◆ Work to be completed
Please return the whole listing exactly.

◆ Data supplied
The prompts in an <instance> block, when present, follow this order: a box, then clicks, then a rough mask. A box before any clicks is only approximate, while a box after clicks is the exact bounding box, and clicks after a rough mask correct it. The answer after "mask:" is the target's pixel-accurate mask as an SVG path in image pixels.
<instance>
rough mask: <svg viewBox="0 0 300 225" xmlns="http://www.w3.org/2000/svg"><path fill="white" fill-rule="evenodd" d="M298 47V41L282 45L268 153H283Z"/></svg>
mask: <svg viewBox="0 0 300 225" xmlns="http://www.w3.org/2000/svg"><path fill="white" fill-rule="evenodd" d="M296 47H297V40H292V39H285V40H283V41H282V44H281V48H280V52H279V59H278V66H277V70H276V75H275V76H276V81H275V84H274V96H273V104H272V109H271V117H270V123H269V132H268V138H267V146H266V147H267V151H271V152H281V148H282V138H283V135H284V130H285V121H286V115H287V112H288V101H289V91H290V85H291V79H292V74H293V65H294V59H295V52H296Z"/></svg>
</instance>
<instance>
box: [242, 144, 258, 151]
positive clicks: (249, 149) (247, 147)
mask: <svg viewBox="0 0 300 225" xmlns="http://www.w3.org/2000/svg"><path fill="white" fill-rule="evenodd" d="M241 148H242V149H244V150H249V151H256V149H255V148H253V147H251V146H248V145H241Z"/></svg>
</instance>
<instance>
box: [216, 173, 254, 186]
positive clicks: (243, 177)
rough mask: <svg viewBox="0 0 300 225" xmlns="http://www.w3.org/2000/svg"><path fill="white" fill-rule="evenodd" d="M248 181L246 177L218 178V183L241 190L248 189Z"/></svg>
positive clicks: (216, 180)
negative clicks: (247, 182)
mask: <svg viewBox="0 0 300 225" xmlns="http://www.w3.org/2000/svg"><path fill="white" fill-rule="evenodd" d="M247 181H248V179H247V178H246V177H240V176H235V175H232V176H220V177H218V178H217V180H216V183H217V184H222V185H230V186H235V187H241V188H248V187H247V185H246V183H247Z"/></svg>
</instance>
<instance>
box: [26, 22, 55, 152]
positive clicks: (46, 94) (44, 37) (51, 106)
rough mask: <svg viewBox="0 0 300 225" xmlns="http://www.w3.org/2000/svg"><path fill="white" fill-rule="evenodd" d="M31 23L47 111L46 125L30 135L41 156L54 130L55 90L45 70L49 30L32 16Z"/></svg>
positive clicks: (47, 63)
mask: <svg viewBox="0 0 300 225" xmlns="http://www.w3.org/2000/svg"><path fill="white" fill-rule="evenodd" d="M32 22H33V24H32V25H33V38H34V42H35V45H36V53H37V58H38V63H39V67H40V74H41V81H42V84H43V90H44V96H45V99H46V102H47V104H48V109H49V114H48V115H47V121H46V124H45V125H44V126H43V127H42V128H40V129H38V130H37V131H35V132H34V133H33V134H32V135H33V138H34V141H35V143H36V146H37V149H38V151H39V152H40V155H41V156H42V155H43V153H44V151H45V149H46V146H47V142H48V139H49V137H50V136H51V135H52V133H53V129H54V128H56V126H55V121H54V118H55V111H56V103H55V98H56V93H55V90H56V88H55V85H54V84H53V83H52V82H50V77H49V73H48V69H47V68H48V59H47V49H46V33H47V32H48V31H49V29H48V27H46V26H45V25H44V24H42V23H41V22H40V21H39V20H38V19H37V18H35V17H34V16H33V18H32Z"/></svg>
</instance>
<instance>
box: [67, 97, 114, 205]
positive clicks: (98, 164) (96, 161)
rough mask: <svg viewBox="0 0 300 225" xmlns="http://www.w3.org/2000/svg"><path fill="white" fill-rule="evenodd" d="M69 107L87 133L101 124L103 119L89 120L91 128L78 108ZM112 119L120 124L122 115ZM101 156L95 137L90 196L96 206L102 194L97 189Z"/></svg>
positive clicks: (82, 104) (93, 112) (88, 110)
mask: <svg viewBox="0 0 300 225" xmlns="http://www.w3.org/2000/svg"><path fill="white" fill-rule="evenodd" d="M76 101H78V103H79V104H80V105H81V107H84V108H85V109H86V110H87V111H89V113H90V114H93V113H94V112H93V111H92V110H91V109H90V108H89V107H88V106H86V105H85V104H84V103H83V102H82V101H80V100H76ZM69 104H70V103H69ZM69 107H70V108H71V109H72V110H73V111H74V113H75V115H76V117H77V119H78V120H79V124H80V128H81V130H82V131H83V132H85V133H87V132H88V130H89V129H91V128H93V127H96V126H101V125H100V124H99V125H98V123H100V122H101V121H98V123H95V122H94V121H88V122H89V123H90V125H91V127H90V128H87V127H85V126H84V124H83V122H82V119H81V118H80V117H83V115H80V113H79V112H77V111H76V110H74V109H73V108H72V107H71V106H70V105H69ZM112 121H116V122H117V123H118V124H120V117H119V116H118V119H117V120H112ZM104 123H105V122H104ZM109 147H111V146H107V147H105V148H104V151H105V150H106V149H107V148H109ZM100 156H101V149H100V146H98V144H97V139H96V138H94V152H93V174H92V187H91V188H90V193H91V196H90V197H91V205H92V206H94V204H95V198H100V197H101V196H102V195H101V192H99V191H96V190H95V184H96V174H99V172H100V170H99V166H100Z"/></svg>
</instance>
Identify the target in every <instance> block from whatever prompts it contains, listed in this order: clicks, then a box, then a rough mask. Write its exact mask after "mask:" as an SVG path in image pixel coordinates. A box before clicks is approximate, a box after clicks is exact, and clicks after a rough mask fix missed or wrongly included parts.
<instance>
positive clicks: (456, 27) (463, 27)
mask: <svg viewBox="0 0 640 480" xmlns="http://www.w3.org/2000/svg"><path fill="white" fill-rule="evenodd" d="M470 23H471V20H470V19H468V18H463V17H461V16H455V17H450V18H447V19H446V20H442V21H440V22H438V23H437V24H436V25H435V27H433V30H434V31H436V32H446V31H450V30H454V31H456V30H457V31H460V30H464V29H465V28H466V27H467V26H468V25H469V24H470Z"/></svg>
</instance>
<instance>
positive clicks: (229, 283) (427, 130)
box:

◆ Response to the task
The prompts in an <instance> block, when present, follow this order: a box, then clicks, then a rough mask. A box before any clicks is only approximate, while a box after clicks is the exact bounding box, and clicks after a rough mask correct it. The answer after "mask:" is the target's pixel-accurate mask as an SVG path in image pixels.
<instance>
rough mask: <svg viewBox="0 0 300 225" xmlns="http://www.w3.org/2000/svg"><path fill="white" fill-rule="evenodd" d="M298 47V41L282 45L268 153H283Z"/></svg>
mask: <svg viewBox="0 0 300 225" xmlns="http://www.w3.org/2000/svg"><path fill="white" fill-rule="evenodd" d="M296 47H297V40H292V39H285V40H283V41H282V44H281V48H280V52H279V59H278V66H277V70H276V75H275V76H276V81H275V84H274V96H273V104H272V109H271V117H270V123H269V132H268V138H267V146H266V147H267V151H271V152H281V148H282V138H283V135H284V130H285V121H286V115H287V112H288V101H289V91H290V85H291V79H292V74H293V65H294V59H295V52H296Z"/></svg>
</instance>
<instance>
box: [242, 144, 258, 151]
positive clicks: (249, 149) (247, 147)
mask: <svg viewBox="0 0 300 225" xmlns="http://www.w3.org/2000/svg"><path fill="white" fill-rule="evenodd" d="M241 148H242V149H244V150H249V151H256V149H255V148H253V147H251V146H248V145H241Z"/></svg>
</instance>
<instance>
box: [216, 173, 254, 186]
positive clicks: (243, 177)
rough mask: <svg viewBox="0 0 300 225" xmlns="http://www.w3.org/2000/svg"><path fill="white" fill-rule="evenodd" d="M248 181L246 177L218 178V183L241 190L248 189Z"/></svg>
positive clicks: (216, 180)
negative clicks: (247, 182)
mask: <svg viewBox="0 0 300 225" xmlns="http://www.w3.org/2000/svg"><path fill="white" fill-rule="evenodd" d="M247 181H248V179H247V178H246V177H240V176H235V175H232V176H220V177H218V178H217V180H216V183H217V184H222V185H230V186H235V187H241V188H248V187H247V185H246V183H247Z"/></svg>
</instance>
<instance>
box: [26, 22, 55, 152]
positive clicks: (46, 94) (44, 37) (51, 106)
rough mask: <svg viewBox="0 0 300 225" xmlns="http://www.w3.org/2000/svg"><path fill="white" fill-rule="evenodd" d="M31 23L47 111L46 125L30 135L41 156L54 130L55 90L45 70L49 30L32 16Z"/></svg>
positive clicks: (47, 63)
mask: <svg viewBox="0 0 300 225" xmlns="http://www.w3.org/2000/svg"><path fill="white" fill-rule="evenodd" d="M32 22H33V24H32V25H33V38H34V42H35V45H36V53H37V58H38V63H39V67H40V74H41V81H42V84H43V90H44V96H45V99H46V102H47V104H48V109H49V114H48V115H47V121H46V124H45V125H44V126H43V127H42V128H40V129H38V130H37V131H35V132H34V133H33V134H32V135H33V138H34V141H35V143H36V146H37V149H38V151H39V152H40V155H41V156H42V155H43V153H44V151H45V149H46V146H47V142H48V139H49V137H50V136H51V135H52V133H53V129H54V128H56V126H55V121H54V118H55V111H56V103H55V98H56V93H55V90H56V88H55V85H54V84H53V83H52V82H50V77H49V73H48V69H47V68H48V59H47V49H46V33H47V32H48V31H49V29H48V27H46V26H45V25H44V24H42V23H41V22H40V21H39V20H38V19H37V18H35V17H34V16H33V18H32Z"/></svg>
</instance>
<instance>
box: [67, 97, 114, 205]
positive clicks: (98, 164) (96, 161)
rough mask: <svg viewBox="0 0 300 225" xmlns="http://www.w3.org/2000/svg"><path fill="white" fill-rule="evenodd" d="M69 107L87 133L101 124L103 119L89 120L91 128L78 108ZM112 119L120 124L122 115ZM101 156L95 137L90 196L96 206L102 194L97 189Z"/></svg>
positive clicks: (82, 104) (93, 112) (88, 110)
mask: <svg viewBox="0 0 300 225" xmlns="http://www.w3.org/2000/svg"><path fill="white" fill-rule="evenodd" d="M76 101H78V103H79V104H80V105H81V107H84V108H85V109H86V110H87V111H89V113H90V114H93V113H94V112H93V111H92V110H91V109H90V108H89V107H88V106H86V105H85V104H84V103H83V102H82V101H80V100H76ZM69 104H70V103H69ZM69 107H70V108H71V109H72V110H73V111H74V113H75V115H76V117H77V119H78V120H79V124H80V128H81V130H82V131H83V132H85V133H87V132H88V130H89V129H91V128H93V127H96V126H101V125H100V124H99V125H98V123H100V122H101V121H98V123H95V122H94V121H88V122H89V123H90V125H91V127H90V128H87V127H85V126H84V124H83V122H82V119H81V118H80V117H83V115H80V113H79V112H77V111H76V110H74V109H73V108H72V107H71V106H70V105H69ZM112 121H116V122H117V123H118V124H120V117H119V116H118V119H117V120H112ZM104 123H105V122H104ZM109 147H111V146H107V147H105V148H104V151H105V150H106V149H107V148H109ZM100 156H101V149H100V146H98V144H97V139H96V138H94V152H93V174H92V187H91V188H90V193H91V196H90V197H91V205H92V206H94V204H95V198H100V197H101V196H102V195H101V192H99V191H96V190H95V184H96V174H99V172H100V170H99V166H100Z"/></svg>
</instance>
Identify the target in every <instance> block from whatever prompts it contains, listed in this order: clicks, then a box, then a rough mask. Write its exact mask after "mask:" as an SVG path in image pixel coordinates. A box before clicks is approximate, a box after clicks is exact, and clicks after a rough mask fix missed or wrongly included parts.
<instance>
positive clicks: (456, 27) (463, 27)
mask: <svg viewBox="0 0 640 480" xmlns="http://www.w3.org/2000/svg"><path fill="white" fill-rule="evenodd" d="M470 23H471V20H470V19H468V18H463V17H461V16H455V17H450V18H447V19H446V20H442V21H440V22H438V23H437V24H436V25H435V27H433V30H434V31H436V32H446V31H450V30H454V31H456V30H457V31H460V30H464V29H465V28H466V27H467V26H468V25H469V24H470Z"/></svg>
</instance>
<instance>
positive clicks: (229, 283) (427, 130)
box:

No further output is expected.